• **Items**
━━━━━━━━━━━━━━━━━━━━━━━━━━━━━━
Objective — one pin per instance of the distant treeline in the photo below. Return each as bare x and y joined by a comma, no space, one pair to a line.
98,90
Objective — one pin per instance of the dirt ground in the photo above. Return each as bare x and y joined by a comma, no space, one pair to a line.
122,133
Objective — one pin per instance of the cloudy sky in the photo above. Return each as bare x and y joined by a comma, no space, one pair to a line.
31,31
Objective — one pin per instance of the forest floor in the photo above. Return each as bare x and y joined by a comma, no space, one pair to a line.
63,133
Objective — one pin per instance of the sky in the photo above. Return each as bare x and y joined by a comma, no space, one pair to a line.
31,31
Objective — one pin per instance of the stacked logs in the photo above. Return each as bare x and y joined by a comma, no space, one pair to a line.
━━━━━━━━━━━━━━━━━━━━━━━━━━━━━━
• **The request**
Give the records above as a numbered list, one line per item, with any blank lines dropped.

• **Solution for this problem**
1. Objective — one pin per instance of the distant treeline in the photo below. Return each as bare x and y joined by a comma, no space, one pair to a line.
2. 98,90
3. Objective — one pin per instance of the dirt ground in the photo above. Return each as bare x and y joined by a comma, no space, one pair to a line.
4. 122,133
5. Objective — one pin per instance of the cloudy sky in the photo above. Return each as bare x and y joined by a comma, no space, one pair to a line.
6. 31,31
7. Objective — one pin per instance of the forest floor in the photo above. Return each as bare x and y joined by a comma, no space, one pair to a line.
8. 63,133
9. Objective — one pin per instance of the sky in the photo above. Return each as bare x and y joined by a comma, no space, one pair to a line.
10. 31,31
11. Objective — one pin per instance of the stacked logs in the photo above. Return each as bare x and y joined by a comma, no space, one pair to a line.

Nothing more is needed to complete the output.